• **ACTIONS TO TAKE**
1. From the Donner Party passage, reproduce word for word the stretch from "Travel on the" through "an untested shortcut.".
2. Using the Donner Party passage, explain in one to three sentences why mid to late April was usually the best time to leave on the California Trail.

• **PAGE EXCERPT**
<<<<
James F. and Margaret (Keyes) Reed, who were members of the Donner Party.
The Donner Party started its trip dangerously late in the pioneer season.
Travel on the California Trail followed a tight schedule. Emigrants needed to head west late enough in the spring for there to be grass available for their pack animals, but also early enough so they could cross the treacherous western mountain passes before winter. The sweet spot for a departure was usually sometime in mid to late-April, yet for unknown reasons, the core of what became the Donner Party didn’t leave their jumping-off point at Independence, Missouri until May 12. They were the last major pioneer train of 1846, and their late start left them with very little margin for error. “I am beginning to feel alarmed at the tardiness of our movements,” one of the emigrants wrote, “and fearful that winter will find us in the snowy mountains of California.”
They fell behind schedule after taking an untested shortcut.
After reaching Wyoming, most California-bound pioneers followed a route that swooped north through Idaho before turning south and moving across Nevada. In 1846, however, a dishonest guidebook author named Lansford Hastings was promoting a straighter and supposedly quicker path that cut through the Wasatch Mountains and across the Salt Lake Desert. There was just one problem: no one had ever traveled this “Hastings Cutoff” with wagons, not even Hastings himself. Despite the obvious risks—and against the warnings of James Clyman, an experienced mountain man—the 20 Donner Party wagons elected to break off from the usual route and gamble on Hastings’ back road. The decision proved disastrous. The emigrants were forced to blaze much of the trail themselves by cutting down trees, and they nearly died of thirst during a five-day crossing of the salt desert. Rather than saving them time, Hasting’s “shortcut” ended up adding nearly a month to the Donner Party’s journey.
The emigrants lost a race against the weather by just a few days.
>>>>
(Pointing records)
<<<<
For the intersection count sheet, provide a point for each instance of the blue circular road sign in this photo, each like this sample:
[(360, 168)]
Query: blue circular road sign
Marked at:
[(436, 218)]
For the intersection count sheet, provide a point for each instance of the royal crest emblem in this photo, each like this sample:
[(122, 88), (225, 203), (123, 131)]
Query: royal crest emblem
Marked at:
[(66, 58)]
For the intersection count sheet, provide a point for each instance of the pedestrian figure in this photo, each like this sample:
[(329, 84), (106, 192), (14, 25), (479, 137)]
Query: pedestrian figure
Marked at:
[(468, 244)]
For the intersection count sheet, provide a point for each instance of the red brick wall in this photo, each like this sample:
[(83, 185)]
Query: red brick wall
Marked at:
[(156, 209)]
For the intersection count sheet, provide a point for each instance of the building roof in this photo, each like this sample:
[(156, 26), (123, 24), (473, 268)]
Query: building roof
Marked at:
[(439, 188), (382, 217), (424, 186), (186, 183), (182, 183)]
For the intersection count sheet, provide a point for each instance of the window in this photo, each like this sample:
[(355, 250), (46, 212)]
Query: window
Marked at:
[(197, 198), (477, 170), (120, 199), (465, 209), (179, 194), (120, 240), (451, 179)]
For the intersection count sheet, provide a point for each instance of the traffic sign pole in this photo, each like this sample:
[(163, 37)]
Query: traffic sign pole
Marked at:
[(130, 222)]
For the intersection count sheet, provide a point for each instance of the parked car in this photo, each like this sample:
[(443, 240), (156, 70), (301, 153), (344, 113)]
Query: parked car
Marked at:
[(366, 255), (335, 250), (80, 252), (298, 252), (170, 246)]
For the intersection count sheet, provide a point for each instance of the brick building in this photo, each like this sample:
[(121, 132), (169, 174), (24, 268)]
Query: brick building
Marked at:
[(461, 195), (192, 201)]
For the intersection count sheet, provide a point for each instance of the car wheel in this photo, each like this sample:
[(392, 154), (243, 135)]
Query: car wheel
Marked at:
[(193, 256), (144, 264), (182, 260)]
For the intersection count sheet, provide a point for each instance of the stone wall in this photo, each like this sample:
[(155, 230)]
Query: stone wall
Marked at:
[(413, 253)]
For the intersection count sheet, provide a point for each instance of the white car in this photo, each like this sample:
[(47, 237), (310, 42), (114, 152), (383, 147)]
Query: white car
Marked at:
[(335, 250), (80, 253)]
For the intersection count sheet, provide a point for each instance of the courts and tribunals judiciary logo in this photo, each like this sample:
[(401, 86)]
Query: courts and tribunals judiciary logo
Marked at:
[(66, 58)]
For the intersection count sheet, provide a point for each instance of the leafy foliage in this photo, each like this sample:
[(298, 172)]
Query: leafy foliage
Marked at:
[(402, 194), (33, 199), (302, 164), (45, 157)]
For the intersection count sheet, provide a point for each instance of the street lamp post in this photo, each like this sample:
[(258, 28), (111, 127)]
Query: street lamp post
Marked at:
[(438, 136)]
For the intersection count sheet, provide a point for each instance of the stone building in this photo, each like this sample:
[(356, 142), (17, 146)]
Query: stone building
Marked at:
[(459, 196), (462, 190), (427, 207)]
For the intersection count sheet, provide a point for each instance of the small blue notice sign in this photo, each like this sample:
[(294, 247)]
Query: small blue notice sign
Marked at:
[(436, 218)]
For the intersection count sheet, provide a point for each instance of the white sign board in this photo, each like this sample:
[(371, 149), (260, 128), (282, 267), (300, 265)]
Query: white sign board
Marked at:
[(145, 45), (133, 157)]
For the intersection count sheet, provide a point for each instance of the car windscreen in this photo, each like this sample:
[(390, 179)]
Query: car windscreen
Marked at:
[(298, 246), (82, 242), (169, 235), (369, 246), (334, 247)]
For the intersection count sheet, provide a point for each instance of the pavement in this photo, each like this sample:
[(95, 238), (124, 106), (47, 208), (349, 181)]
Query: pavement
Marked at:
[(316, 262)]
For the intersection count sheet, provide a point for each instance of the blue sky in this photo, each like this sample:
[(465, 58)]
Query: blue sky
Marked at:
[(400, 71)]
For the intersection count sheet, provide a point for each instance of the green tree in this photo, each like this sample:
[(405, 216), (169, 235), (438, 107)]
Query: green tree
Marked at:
>>>>
• **EXERCISE RESULTS**
1.
Travel on the California Trail followed a tight schedule. Emigrants needed to head west late enough in the spring for there to be grass available for their pack animals, but also early enough so they could cross the treacherous western mountain passes before winter. The sweet spot for a departure was usually sometime in mid to late-April, yet for unknown reasons, the core of what became the Donner Party didn’t leave their jumping-off point at Independence, Missouri until May 12. They were the last major pioneer train of 1846, and their late start left them with very little margin for error. “I am beginning to feel alarmed at the tardiness of our movements,” one of the emigrants wrote, “and fearful that winter will find us in the snowy mountains of California.”
They fell behind schedule after taking an untested shortcut.

2. Emigrants had to set out late enough in spring that grass would be available for their pack animals. They also had to leave early enough to cross the treacherous western mountain passes before winter.